(REQUIRED WORK) Locate each line in the items below that contains the word "eyeglasses", and copy those lines.

(Object position labeling entries)
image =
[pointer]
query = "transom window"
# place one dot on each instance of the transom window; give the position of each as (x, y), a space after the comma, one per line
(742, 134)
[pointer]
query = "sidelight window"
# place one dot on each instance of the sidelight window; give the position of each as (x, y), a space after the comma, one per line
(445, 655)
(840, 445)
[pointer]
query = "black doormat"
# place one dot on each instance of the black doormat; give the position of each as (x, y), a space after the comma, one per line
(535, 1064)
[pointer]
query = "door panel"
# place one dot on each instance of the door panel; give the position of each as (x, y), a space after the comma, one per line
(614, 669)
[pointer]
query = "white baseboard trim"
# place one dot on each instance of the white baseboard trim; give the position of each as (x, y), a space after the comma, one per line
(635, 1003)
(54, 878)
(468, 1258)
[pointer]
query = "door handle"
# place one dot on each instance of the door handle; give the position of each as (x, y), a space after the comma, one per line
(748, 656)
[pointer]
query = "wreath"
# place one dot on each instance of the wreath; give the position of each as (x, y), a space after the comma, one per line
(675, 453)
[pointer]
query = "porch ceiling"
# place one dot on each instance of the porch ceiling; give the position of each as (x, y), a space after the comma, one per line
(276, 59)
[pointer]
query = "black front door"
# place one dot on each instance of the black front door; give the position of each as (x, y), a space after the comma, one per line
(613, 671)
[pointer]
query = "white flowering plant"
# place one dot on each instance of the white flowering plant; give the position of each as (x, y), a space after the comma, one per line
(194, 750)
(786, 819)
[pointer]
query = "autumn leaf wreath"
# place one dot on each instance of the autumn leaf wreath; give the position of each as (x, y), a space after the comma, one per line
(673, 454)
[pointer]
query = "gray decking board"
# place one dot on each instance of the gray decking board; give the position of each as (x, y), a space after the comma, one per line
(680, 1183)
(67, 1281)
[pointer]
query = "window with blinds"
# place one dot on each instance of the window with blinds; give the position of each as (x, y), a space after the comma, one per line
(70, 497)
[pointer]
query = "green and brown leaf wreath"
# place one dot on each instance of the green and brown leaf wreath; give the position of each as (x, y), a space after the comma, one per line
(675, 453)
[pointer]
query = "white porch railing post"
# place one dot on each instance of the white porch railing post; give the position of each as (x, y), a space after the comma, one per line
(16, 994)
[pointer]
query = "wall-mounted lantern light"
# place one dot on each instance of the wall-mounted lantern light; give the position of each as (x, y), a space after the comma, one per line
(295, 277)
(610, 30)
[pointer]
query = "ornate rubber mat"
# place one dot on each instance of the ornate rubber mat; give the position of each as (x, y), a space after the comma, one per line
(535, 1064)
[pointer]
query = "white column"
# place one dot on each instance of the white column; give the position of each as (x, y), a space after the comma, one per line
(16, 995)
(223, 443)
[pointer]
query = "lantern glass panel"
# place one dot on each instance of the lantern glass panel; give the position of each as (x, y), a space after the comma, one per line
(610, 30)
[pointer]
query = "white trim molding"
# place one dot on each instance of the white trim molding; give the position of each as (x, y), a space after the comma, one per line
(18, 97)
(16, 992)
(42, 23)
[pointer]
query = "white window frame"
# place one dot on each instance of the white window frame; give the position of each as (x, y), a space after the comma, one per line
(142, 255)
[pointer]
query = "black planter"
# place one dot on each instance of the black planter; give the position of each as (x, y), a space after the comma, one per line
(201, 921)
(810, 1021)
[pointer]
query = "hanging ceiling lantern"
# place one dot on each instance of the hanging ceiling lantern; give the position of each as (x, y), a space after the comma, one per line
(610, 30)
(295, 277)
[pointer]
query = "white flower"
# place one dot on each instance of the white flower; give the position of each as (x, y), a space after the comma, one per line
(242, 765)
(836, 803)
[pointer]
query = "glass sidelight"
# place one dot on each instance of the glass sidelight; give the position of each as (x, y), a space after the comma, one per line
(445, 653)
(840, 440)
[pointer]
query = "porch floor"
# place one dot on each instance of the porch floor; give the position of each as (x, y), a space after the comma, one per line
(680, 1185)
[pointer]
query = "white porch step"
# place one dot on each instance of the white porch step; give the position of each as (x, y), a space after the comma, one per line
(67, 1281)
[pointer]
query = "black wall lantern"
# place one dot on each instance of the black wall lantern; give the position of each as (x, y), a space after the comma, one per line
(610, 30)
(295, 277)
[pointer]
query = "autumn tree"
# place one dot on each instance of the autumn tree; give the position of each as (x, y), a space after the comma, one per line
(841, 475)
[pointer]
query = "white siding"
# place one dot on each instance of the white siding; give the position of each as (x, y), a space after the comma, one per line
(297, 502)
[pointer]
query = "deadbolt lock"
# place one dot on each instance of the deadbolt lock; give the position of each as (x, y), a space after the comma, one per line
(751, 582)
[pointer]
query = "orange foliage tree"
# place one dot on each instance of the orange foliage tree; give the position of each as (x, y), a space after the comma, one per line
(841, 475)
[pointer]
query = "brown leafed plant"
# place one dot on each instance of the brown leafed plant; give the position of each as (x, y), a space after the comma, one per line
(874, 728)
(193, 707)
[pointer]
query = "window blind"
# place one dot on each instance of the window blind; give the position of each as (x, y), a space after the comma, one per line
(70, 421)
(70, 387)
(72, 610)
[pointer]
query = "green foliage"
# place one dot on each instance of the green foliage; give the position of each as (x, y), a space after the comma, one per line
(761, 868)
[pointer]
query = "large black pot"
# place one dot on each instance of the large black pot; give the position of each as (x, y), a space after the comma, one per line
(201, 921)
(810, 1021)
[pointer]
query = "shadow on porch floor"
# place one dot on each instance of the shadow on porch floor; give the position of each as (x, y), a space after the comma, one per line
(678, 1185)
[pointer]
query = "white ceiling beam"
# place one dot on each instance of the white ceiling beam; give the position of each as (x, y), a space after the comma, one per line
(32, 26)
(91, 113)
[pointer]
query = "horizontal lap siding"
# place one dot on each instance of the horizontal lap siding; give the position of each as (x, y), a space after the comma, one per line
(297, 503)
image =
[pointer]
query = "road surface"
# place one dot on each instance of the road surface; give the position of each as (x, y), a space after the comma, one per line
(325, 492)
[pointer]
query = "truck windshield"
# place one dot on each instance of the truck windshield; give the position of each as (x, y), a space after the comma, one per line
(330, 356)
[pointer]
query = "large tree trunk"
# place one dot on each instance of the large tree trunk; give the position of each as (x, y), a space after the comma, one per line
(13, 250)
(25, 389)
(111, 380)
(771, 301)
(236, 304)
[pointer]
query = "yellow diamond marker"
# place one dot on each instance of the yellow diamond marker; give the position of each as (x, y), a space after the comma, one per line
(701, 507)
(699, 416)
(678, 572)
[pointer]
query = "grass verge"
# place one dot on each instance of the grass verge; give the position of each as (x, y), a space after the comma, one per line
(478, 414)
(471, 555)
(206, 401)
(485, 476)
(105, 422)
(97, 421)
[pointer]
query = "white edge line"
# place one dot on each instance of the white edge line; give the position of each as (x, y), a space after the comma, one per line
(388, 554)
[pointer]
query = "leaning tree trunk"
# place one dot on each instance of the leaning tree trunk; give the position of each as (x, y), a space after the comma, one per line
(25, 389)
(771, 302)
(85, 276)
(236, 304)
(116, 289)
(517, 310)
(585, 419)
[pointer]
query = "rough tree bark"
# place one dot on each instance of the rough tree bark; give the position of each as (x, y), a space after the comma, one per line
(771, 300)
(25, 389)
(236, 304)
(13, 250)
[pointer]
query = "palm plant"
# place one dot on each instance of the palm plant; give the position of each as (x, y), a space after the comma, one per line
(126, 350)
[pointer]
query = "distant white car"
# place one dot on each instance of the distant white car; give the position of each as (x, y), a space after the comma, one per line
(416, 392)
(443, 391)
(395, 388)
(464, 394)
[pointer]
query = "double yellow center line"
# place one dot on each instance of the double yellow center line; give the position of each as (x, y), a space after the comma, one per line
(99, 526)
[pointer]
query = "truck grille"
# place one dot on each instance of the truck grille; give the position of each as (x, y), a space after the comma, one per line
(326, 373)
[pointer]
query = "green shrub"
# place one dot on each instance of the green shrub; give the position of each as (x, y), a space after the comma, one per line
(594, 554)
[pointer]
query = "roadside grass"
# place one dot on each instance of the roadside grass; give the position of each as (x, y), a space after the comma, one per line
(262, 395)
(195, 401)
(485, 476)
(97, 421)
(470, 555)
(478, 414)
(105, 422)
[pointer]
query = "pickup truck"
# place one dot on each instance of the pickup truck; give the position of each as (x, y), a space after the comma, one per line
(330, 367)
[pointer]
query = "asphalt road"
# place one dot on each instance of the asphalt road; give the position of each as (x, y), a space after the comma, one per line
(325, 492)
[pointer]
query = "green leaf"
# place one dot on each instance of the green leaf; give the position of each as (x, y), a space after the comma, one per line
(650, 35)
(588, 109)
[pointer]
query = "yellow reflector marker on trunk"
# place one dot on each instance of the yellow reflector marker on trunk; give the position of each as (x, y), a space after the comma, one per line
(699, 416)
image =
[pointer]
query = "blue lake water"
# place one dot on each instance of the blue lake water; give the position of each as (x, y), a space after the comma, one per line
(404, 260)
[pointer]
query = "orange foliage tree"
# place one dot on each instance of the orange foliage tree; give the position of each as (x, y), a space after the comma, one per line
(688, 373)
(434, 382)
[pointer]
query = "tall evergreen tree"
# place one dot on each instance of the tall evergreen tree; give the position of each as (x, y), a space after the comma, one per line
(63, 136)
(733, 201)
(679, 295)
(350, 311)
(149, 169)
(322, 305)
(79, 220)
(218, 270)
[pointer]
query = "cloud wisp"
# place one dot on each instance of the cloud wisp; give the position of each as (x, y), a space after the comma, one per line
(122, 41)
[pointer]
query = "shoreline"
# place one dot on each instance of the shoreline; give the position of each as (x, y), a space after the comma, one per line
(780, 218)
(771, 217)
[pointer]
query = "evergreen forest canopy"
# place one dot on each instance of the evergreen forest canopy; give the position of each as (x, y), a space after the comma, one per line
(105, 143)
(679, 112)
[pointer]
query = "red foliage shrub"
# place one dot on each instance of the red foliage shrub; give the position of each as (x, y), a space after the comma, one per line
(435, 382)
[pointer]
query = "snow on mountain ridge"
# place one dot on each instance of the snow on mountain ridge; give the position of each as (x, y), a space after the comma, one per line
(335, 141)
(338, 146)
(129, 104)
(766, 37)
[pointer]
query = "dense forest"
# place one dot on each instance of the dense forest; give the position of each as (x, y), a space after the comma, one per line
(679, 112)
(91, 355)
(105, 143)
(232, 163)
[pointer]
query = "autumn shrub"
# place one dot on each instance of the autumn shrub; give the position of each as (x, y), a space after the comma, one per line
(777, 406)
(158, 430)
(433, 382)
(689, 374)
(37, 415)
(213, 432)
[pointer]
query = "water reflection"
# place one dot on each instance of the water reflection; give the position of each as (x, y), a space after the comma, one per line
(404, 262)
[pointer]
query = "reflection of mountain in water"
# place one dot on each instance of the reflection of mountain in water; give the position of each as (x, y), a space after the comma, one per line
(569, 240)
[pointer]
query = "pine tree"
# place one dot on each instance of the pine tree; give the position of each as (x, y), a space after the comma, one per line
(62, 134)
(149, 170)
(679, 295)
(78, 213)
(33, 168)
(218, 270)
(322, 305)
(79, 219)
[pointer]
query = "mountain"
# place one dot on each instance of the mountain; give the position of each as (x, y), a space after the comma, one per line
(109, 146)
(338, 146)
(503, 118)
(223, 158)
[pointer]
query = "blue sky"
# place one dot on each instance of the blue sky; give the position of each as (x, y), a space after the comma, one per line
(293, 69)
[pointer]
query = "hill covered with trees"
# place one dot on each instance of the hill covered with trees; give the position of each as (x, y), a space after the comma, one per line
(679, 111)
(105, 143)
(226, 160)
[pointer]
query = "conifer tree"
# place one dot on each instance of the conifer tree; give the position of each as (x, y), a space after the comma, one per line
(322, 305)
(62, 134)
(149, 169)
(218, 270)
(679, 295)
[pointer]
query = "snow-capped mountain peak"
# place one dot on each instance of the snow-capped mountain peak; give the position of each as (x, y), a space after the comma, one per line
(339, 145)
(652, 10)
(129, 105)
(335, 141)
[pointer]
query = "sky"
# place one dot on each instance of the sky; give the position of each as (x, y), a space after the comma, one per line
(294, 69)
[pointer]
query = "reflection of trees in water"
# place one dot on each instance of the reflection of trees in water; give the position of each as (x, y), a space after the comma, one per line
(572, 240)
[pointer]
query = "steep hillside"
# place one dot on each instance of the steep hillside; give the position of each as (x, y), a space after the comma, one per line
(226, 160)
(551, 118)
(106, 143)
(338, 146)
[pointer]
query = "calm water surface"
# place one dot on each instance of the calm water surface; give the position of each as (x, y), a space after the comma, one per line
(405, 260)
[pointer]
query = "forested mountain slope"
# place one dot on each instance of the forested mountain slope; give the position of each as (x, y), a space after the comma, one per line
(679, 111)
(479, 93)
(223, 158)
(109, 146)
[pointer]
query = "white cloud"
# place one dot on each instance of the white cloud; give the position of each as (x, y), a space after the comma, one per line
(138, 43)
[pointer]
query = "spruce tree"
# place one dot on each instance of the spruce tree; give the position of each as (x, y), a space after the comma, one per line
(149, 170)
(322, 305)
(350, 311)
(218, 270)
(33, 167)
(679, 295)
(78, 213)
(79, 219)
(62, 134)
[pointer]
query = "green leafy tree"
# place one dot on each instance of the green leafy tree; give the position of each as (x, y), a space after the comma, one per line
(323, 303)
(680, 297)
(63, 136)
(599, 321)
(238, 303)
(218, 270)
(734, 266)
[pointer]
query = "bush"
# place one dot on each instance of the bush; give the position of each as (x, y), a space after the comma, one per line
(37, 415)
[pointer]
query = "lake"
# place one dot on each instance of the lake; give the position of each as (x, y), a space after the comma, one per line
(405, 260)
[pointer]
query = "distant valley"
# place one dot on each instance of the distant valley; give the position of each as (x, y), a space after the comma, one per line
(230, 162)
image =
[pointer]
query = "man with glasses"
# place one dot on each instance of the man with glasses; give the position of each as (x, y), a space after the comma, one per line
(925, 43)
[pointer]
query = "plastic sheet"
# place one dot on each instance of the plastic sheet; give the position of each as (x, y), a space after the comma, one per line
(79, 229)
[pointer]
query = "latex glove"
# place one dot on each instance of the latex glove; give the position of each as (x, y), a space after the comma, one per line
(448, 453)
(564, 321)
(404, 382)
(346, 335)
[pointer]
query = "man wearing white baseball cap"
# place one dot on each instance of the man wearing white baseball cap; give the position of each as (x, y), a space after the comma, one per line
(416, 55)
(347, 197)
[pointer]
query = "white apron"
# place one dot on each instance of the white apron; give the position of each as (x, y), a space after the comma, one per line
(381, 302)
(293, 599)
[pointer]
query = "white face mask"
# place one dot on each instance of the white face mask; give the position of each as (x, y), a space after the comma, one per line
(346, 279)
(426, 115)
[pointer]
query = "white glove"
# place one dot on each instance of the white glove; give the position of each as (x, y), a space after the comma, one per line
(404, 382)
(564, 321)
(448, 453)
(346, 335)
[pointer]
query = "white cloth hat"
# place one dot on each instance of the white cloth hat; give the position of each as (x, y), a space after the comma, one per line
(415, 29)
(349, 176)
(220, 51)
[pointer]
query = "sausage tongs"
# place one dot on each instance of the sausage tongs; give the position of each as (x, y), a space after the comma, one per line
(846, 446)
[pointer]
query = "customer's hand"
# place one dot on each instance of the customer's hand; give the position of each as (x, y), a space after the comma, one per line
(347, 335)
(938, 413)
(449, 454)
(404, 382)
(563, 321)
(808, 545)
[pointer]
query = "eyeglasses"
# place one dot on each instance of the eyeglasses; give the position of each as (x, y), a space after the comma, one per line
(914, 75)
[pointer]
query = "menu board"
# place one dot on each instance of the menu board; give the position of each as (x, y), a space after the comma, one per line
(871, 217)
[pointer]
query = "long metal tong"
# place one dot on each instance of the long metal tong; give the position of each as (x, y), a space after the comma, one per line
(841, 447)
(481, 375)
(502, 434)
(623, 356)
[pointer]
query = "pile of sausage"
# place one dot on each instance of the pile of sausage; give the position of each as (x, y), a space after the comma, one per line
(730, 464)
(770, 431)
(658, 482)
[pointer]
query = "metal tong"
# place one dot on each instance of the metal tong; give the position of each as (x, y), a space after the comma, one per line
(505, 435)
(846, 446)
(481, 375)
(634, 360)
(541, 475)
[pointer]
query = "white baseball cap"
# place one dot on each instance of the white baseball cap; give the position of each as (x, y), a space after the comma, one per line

(EXERCISE OUTPUT)
query = "eyeglasses"
# place one dot on each instance of the eyeglasses; give the position of each as (x, y), a space after the comma, one per line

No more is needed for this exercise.